* _CONSIGNE 1_: D’après l’extrait, à quelle fréquence la France invente-t-elle un prophète ?
* _CONSIGNE 2_:
Pour chaque affirmation, dites si elle concorde avec l’extrait, puis citez les mots qui tranchent.
(a) La Ve République a été conçue pour des temps d’urgence. (b) Le gouvernement est présenté comme le maître du Parlement. (c) La démocratie y est définie comme une foi.

* _EXTRAIT DU DOCUMENT_:

########################################

La France a séparé l’Église et l’État, mais elle n’a jamais cessé de croire. Elle ne croit plus au ciel, mais elle croit au pouvoir. Tous les cinq ans, elle invente un prophète, un homme providentiel, un messie laïc censé incarner le peuple et purifier la politique. Cette ferveur électorale, que Tocqueville aurait qualifiée d’illusion démocratique, n’a rien d’anecdotique : c’est le cœur de notre mal français.

La Ve République, conçue pour des temps d’urgence, est devenue une théocratie électorale. Le peuple y prie, le président y règne, le Parlement y consent. Et lorsque le miracle n’a pas lieu, lorsque le prophète déçoit, on prépare simplement le suivant.

Pendant que l’Élysée orchestre le culte de l’homme fort, le Parlement s’efface. Ses membres confondent prudence et soumission, compromis et effacement. Pourtant, la crise actuelle — majorité relative, 49.3 en série, budgets contestés — aurait dû rappeler une évidence : le gouvernement n’est pas le maître du Parlement, il en est l’expression.

Le Parlement n’est pas un théâtre d’ombres. Il est la voix du pays réel, de ses contradictions, de ses coalitions possibles. C’est à lui, et à lui seul, de reprendre la main : de nommer le Premier ministre, de voter le budget, de composer le gouvernement à son image. La République n’a pas besoin d’un nouveau prophète. Elle a besoin d’un Parlement adulte.

Un pays mûr ne cherche pas un sauveur, il se gouverne. Le pouvoir présidentiel, hypertrophié, infantilise la nation ; il réduit la politique à un duel et la démocratie à un plébiscite. Rendre au Parlement sa pleine autorité, ce n’est pas affaiblir la République : c’est la sauver d’elle-même.

Les crises contemporaines — sociales, écologiques, financières — exigent des choix, pas des croyances. Et ces choix ne peuvent naître que de la confrontation, de la délibération, de la pluralité. Bref, du politique, non du sacré.

Il est temps que la France renonce à son vieux rêve christique de salut républicain. Qu’elle cesse d’attendre l’homme providentiel et redécouvre la vertu du compromis, de la raison, du collectif. La démocratie n’est pas une foi : c’est une pratique. Et le Parlement n’est pas un sanctuaire : c’est un chantier.

########################################

* _ENTRÉES_:
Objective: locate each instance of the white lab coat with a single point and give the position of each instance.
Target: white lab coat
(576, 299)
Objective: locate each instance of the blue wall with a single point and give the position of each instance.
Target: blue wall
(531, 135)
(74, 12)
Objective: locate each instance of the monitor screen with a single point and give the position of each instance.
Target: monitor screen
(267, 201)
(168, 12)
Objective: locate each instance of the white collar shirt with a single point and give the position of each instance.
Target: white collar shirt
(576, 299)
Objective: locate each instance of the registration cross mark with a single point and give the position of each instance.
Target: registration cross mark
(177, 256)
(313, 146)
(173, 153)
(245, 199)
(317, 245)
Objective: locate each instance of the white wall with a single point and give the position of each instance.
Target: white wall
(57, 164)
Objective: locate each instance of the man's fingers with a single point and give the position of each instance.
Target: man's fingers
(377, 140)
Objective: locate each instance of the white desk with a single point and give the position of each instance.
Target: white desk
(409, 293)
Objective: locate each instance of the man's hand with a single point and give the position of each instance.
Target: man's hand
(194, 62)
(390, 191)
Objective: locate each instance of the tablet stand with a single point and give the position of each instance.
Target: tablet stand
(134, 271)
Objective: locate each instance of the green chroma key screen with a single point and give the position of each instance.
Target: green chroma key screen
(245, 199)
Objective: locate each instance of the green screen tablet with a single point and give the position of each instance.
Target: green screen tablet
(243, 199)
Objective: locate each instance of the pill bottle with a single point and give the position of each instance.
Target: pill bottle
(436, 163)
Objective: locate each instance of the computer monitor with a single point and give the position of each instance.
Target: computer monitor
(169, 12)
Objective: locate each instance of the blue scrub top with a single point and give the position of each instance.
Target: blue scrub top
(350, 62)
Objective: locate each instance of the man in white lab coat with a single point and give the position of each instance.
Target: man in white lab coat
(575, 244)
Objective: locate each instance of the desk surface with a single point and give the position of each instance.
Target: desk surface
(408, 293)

########################################

* _RÉSULTAT 1_: Tous les cinq ans.

* _RÉSULTAT 2_:
(a) Oui : « La Ve République, conçue pour des temps d’urgence ».
(b) Non : « le gouvernement n’est pas le maître du Parlement, il en est l’expression ».
(c) Non : « La démocratie n’est pas une foi : c’est une pratique. »